All records are to be reproduced verbatim, with images omitted.

Stored data
####################

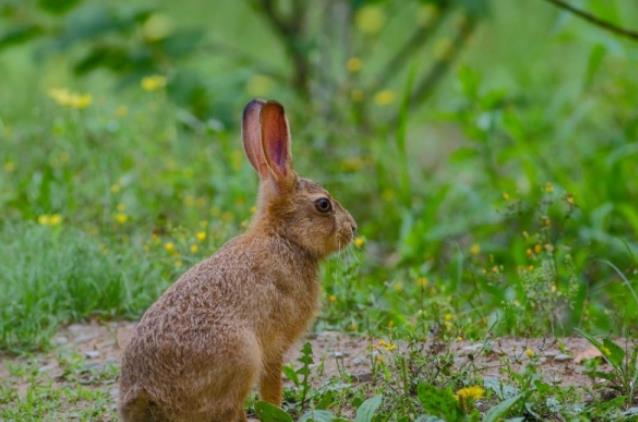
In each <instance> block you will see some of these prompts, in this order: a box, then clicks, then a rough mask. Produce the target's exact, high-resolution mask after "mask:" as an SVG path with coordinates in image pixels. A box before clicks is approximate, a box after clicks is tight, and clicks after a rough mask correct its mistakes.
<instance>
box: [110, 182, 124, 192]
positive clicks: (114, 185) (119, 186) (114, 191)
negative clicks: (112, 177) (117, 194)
mask: <svg viewBox="0 0 638 422" xmlns="http://www.w3.org/2000/svg"><path fill="white" fill-rule="evenodd" d="M121 190H122V185H120V184H119V183H113V184H112V185H111V193H118V192H119V191H121Z"/></svg>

####################

Response box
In each <instance> block you will see some of these prompts, in this order: a box, then clicks, then a rough mask. Produce the target's exact, high-resolution mask after "mask:" as an SVG path with coordinates in image pixels. A box before clicks is approximate, a box after clicks is tight, and clicks after a rough mask correct its mistakes.
<instance>
box: [110, 182, 124, 192]
positive clicks: (114, 185) (119, 186) (114, 191)
negative clicks: (112, 177) (117, 194)
mask: <svg viewBox="0 0 638 422" xmlns="http://www.w3.org/2000/svg"><path fill="white" fill-rule="evenodd" d="M121 190H122V185H120V184H119V183H113V184H112V185H111V193H118V192H119V191H121Z"/></svg>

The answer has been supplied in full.